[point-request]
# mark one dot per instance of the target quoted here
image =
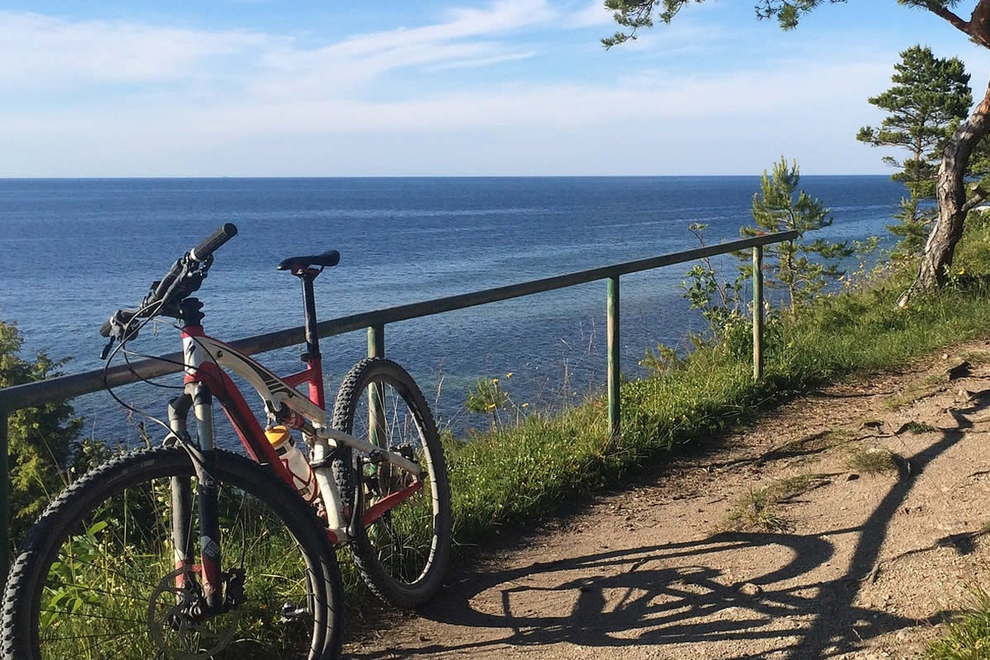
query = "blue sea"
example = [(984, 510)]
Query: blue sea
[(77, 249)]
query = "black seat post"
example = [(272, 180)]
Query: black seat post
[(309, 311)]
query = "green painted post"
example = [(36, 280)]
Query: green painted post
[(757, 312), (4, 498), (613, 354), (376, 391)]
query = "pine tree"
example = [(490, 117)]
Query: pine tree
[(930, 96), (800, 268)]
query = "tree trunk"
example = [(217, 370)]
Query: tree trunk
[(952, 202)]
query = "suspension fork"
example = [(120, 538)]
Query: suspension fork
[(207, 490)]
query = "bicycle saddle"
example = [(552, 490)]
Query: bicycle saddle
[(328, 258)]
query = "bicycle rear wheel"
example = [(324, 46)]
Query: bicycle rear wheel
[(97, 576), (403, 554)]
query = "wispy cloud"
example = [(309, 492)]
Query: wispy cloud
[(37, 50), (594, 14)]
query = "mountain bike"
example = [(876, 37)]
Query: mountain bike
[(188, 551)]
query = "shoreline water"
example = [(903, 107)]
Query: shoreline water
[(402, 240)]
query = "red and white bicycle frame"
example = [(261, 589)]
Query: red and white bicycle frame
[(205, 359)]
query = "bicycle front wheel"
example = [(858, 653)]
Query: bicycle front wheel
[(97, 577), (403, 553)]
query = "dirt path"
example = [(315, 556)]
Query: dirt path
[(838, 562)]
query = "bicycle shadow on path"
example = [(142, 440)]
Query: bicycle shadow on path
[(729, 595)]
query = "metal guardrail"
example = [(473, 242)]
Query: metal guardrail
[(67, 387)]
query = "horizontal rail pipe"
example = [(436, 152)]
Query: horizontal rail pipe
[(67, 387)]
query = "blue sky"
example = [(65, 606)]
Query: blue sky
[(460, 87)]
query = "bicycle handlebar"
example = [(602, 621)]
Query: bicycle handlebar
[(163, 290), (208, 246)]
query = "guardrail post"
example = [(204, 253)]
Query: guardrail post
[(376, 391), (613, 354), (4, 497), (757, 312)]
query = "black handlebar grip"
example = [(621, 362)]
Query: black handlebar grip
[(203, 251), (121, 316)]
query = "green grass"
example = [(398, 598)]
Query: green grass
[(759, 509), (916, 428), (872, 460), (511, 477), (968, 637)]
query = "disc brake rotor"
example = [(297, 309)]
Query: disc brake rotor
[(179, 623)]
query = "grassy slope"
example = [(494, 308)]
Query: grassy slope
[(516, 475), (513, 476)]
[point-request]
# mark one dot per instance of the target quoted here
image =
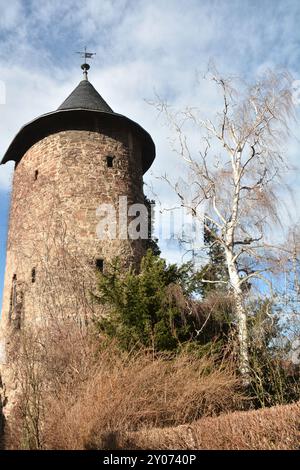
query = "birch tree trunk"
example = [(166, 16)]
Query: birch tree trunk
[(241, 318)]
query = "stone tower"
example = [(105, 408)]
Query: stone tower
[(68, 163)]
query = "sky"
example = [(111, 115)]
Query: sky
[(143, 48)]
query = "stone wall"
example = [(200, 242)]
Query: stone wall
[(52, 241)]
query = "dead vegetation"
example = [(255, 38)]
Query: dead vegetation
[(73, 392), (276, 428)]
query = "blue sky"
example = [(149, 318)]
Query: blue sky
[(143, 47)]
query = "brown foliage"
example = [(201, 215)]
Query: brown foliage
[(276, 428), (73, 393)]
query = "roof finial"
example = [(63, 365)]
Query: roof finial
[(85, 67)]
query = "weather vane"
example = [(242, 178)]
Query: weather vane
[(86, 55)]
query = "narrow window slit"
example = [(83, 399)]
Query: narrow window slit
[(110, 161), (99, 265)]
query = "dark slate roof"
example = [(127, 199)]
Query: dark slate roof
[(84, 109), (85, 97)]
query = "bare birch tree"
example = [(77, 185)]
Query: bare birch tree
[(236, 172)]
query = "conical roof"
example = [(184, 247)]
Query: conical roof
[(84, 109), (85, 96)]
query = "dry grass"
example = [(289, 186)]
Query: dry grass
[(73, 395), (276, 428)]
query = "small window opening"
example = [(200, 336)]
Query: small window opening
[(99, 265), (110, 161)]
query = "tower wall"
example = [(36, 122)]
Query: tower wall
[(52, 242)]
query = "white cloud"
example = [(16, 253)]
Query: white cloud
[(142, 47)]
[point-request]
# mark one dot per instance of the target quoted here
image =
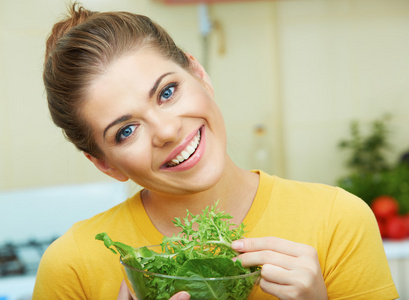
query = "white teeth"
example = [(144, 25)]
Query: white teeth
[(185, 154), (190, 149)]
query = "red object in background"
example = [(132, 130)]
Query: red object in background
[(396, 228), (384, 207), (382, 228), (406, 222)]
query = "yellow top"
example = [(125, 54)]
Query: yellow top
[(340, 226)]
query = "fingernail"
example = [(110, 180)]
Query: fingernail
[(184, 296), (237, 245)]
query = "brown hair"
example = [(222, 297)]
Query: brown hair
[(80, 48)]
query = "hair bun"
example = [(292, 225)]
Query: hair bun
[(77, 14)]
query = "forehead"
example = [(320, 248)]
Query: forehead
[(128, 79)]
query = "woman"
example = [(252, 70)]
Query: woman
[(142, 109)]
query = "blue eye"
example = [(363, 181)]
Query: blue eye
[(167, 92), (124, 133)]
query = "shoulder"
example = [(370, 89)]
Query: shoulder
[(307, 193)]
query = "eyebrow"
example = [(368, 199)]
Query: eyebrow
[(155, 86), (127, 117), (117, 121)]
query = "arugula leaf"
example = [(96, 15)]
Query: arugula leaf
[(202, 249)]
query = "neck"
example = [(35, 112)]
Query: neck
[(235, 192)]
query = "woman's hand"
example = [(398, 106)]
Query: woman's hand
[(124, 294), (289, 270)]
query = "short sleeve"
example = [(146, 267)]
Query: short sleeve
[(356, 263), (57, 277)]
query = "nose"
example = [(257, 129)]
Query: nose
[(164, 127)]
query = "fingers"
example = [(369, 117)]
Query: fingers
[(180, 296), (267, 257), (269, 243), (124, 293)]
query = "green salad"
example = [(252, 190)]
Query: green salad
[(202, 249)]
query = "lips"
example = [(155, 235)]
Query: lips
[(187, 154)]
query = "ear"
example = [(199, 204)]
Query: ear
[(104, 167), (198, 71)]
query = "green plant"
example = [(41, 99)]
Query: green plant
[(371, 175), (202, 249), (368, 152)]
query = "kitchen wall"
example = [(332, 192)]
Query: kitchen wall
[(303, 69)]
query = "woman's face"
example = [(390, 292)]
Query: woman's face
[(157, 124)]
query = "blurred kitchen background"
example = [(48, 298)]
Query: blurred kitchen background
[(289, 77)]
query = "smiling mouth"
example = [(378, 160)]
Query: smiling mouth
[(186, 153)]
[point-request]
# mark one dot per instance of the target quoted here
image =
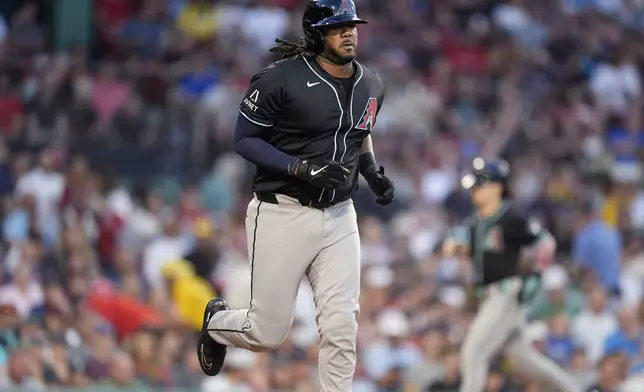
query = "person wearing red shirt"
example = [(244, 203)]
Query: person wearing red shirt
[(11, 107)]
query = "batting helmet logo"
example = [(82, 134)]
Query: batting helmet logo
[(345, 8)]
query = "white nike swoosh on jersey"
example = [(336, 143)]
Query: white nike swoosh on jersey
[(316, 172)]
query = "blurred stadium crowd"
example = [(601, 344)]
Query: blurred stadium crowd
[(123, 206)]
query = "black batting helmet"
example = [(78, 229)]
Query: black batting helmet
[(323, 13), (485, 172)]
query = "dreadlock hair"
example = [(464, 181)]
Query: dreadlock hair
[(288, 49)]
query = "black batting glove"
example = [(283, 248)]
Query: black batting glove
[(380, 184), (321, 173)]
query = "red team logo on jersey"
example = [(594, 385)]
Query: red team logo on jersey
[(368, 118)]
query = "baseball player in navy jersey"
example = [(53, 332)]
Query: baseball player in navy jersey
[(305, 122)]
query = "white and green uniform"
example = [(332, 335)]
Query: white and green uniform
[(495, 244)]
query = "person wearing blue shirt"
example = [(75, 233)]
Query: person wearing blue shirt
[(597, 248), (627, 338)]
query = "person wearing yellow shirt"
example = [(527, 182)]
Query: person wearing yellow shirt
[(189, 292), (198, 20)]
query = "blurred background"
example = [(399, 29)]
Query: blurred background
[(123, 206)]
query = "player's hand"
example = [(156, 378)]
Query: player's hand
[(323, 173), (382, 186)]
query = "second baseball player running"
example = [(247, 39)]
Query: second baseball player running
[(494, 238)]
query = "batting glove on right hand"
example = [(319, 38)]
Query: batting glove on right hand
[(323, 174), (382, 186)]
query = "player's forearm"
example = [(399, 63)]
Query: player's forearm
[(250, 145), (367, 160)]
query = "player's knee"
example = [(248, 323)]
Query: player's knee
[(339, 327), (470, 353)]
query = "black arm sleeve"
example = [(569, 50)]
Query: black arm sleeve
[(264, 98)]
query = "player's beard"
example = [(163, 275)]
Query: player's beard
[(333, 56)]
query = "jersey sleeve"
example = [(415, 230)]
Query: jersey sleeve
[(381, 96), (523, 230), (263, 99)]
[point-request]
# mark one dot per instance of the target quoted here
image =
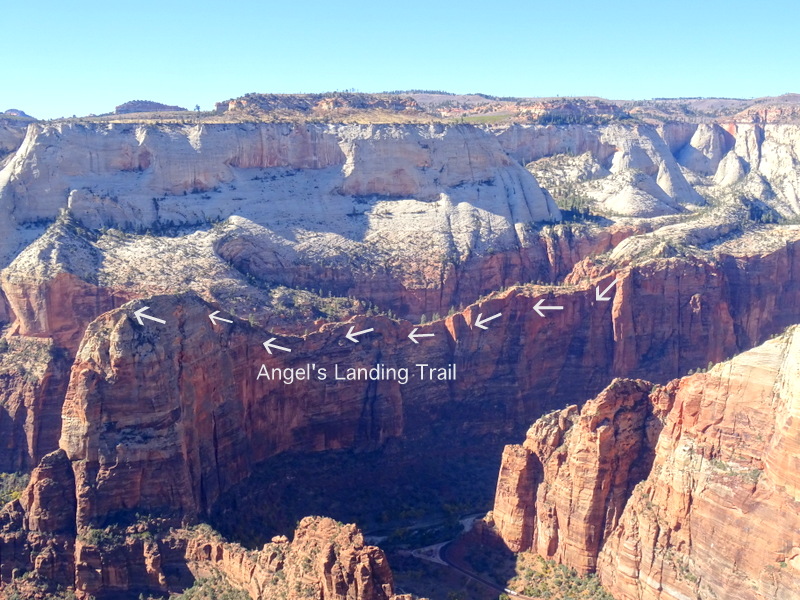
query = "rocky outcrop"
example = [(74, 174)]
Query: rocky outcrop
[(345, 182), (636, 173), (137, 106), (657, 488), (324, 560)]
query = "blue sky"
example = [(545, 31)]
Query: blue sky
[(59, 60)]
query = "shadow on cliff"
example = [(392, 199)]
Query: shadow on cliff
[(403, 495)]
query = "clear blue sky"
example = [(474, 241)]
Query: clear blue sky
[(64, 58)]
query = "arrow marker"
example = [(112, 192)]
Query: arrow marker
[(214, 318), (601, 296), (539, 308), (268, 346), (352, 336), (139, 314), (414, 335), (481, 322)]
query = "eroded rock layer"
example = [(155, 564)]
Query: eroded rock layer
[(682, 491)]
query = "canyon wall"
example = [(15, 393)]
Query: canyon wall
[(133, 176), (685, 490), (38, 535)]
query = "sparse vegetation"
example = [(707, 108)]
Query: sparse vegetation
[(540, 578)]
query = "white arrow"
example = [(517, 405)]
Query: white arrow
[(539, 308), (139, 314), (268, 346), (414, 335), (601, 296), (352, 336), (214, 318), (481, 323)]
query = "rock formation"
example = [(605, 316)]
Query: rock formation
[(659, 489), (303, 230), (137, 106)]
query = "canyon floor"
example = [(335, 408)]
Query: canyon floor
[(581, 316)]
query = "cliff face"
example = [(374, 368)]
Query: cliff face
[(137, 176), (644, 170), (658, 488), (38, 535), (324, 560)]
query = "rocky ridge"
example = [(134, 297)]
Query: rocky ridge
[(658, 488), (413, 219)]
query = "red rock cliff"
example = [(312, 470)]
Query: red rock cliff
[(687, 490)]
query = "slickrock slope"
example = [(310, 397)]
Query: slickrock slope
[(646, 170), (324, 560), (682, 491), (37, 535), (361, 188)]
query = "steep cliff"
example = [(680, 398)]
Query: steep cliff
[(349, 184), (38, 537), (659, 489)]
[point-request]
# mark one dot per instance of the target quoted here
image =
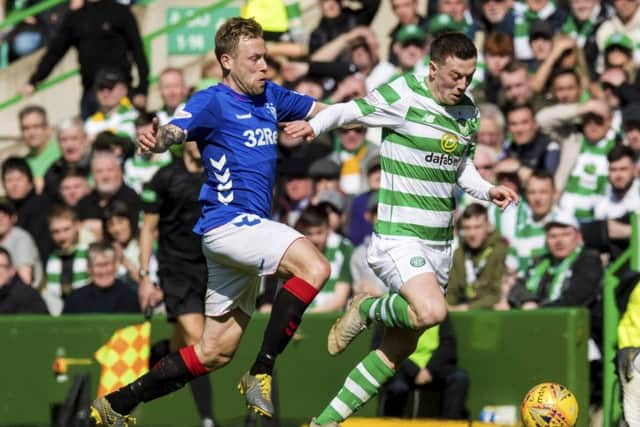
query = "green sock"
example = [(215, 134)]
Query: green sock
[(392, 310), (361, 384)]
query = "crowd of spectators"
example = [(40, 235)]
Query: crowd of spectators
[(557, 86)]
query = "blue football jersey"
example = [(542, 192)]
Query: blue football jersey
[(237, 136)]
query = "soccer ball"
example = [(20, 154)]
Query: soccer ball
[(549, 404)]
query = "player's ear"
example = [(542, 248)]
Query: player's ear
[(226, 61)]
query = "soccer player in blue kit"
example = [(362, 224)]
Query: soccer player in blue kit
[(235, 125)]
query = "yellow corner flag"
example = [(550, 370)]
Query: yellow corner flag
[(124, 357)]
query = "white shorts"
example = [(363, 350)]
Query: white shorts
[(238, 254), (395, 261)]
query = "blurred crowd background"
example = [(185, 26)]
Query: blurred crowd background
[(558, 90)]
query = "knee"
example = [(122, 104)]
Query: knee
[(213, 356), (428, 315), (317, 271)]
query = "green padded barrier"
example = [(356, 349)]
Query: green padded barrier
[(504, 352)]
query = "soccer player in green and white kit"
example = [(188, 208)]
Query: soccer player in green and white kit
[(428, 139)]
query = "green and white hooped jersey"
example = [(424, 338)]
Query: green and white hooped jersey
[(80, 271), (338, 251), (120, 122), (423, 145), (422, 70), (587, 184), (526, 238)]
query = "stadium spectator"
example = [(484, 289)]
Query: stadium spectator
[(569, 275), (514, 82), (115, 112), (478, 263), (583, 22), (484, 160), (358, 225), (171, 210), (123, 236), (173, 91), (582, 174), (109, 186), (564, 54), (31, 208), (364, 278), (105, 293), (364, 53), (66, 268), (623, 191), (498, 16), (566, 87), (352, 154), (492, 127), (105, 34), (139, 169), (36, 134), (631, 127), (15, 296), (325, 174), (625, 21), (337, 20), (618, 53), (75, 150), (21, 247), (409, 47), (498, 54), (541, 42), (523, 227), (406, 11), (528, 144), (314, 224), (461, 17), (74, 185), (335, 205), (432, 366), (527, 14)]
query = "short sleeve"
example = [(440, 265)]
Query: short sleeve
[(383, 106), (291, 105), (198, 116)]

---------------

Tally how many lines of the records contain the word "opening", and give only that number.

# Output for this task
2